* **Tasks and exercises**
a) In the Blue Bombers article, by what score did Winnipeg lose to the B.C. Lions?
b) Please continue the Blue Bombers article from its final sentence onward.

* **Extract**
This article was published 24/10/2014 (3463 days ago), so information in it may no longer be current.

They changed the CEO, the GM, the head coach and the starting quarterback.

But the net result of all that housecleaning over the last year is just more of the same old — a Winnipeg Blue Bombers team that will watch next month’s CFL playoffs from the sofa.

With their backs to the wall, the bumbling Bombers were eliminated from playoff contention with a 28-23 loss to the B.C. Lions at Investors Group Field Saturday night and will miss the playoffs for the third year in a row — and fifth time in six years.

TREVOR HAGAN / WINNIPEG FREE PRESS
B.C. Lions' Ernest Jackson (9) catches a pass between Winnipeg Blue Bombers' Desia Dunn (23) and Bruce Johnson (25) during first half CFL football in Winnipeg Saturday.
TREVOR HAGAN / WINNIPEG FREE PRESS B.C. Lions' Ernest Jackson (9) catches a pass between Winnipeg Blue Bombers' Desia Dunn (23) and Bruce Johnson (25) during first half CFL football in Winnipeg Saturday.

The loss was Winnipeg’s eighth in a row — and 10th in their last 11 — and drops their season record to 6-11, while the Lions improved to 9-7 and clinched a playoff spot.

With that, a team once 5-1 and the class of the West Division is now effectively done for the year, with the only question remaining to be answered being whether they can avoid ending their season on a nine-game losing streak next Saturday in Calgary.

Centre Steve Morley said after the game it was all hard to believe.

“I honestly thought this was our year. At the beginning of the year, I thought, ‘OK, this is the year we’re going to go over the mountain…’ ” said Morley.

“We came up short again. It sucks. The body hurts and it’s tough on the mind.”

 

How’d that happen?

The Bombers had leads of 14-13 at halftime and 17-13 at the end of the third quarter, but snatched defeat from the jaws of victory with an epic fourth-quarter collapse. With starter Kevin Glenn chased from the game with an injury, the Lions rallied behind backup John Beck for back-to-back touchdowns to outscore the Bombers 15-6 in the final frame and secure the playoff berth.

It was perhaps only fitting that in a season in which the poor play of the Bombers offensive line has proven to be this team’s undoing so many nights, they saved their worst for the most important game of the season, yielding 10 sacks to a ferocious B.C. pass rush.

Bombers QB Drew Willy took the blame for a few of those sacks on a night he was unusually indecisive with the ball. But at the end of the day, no one in pro football gives up 10 sacks in one game and wins.

“It’s extremely frustrating,” said Willy. “We wish we could have got this in front of our home crowd.”

* **Material provided**
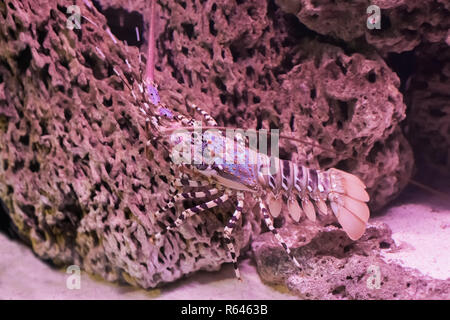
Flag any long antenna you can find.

* **Task results**
a) Winnipeg lost 28-23.

b)
With the 10 quarterback kills, the Bombers set a franchise record for sacks allowed in a season, at 70 and counting. The old record was 67.

Fast fact: the Hamilton Tiger-Cats gave up seven sacks in 1999. During the whole season.

 

Was anything good?

The once non-existent Bombers ground game showed some life for the second week in a row behind running back Paris Cotton, who finished with 131 yards and one TD on 16 carries.

The man Cotton replaced in the Bombers backfield a couple of weeks back — Nic Grigsby — made his debut in Hamilton on Saturday. He had six yards on six carries.

It was all cold comfort for Cotton. “There was nothing special I’ve done. Everyone in here played their ass off. We still didn’t get the ‘W’,” he said.

 

Attendance

The Bombers announced a crowd of 24,223 for their final home date of the 2014 season, bringing this year’s total attendance at Investors Group Field to 254,831.

That works out to an average crowd in 2014 of 28,315. That’s down significantly from the average crowd of 30,637 that attended Bombers games in 2013 during the club’s inaugural season at IGF.

Capacity at IGF is 33,234 but the Bombers sold out just twice in 2014 — both were for games against prairie rival Saskatchewan Roughriders.

The Riders will not visit Winnipeg twice in a regular season again for three years.

A eight-game losing streak did serious damage to the Bombers at the gate in 2014, with the two worst crowds ever at IGF coming in the last two games. The Bombers drew an all-time low of 22,320 for a 33-23 loss to the Calgary Stampeders last weekend.

With Saturday night’s loss the Bombers finished the 2014 season 3-6 at home. They are 4-14 at IGF through two seasons.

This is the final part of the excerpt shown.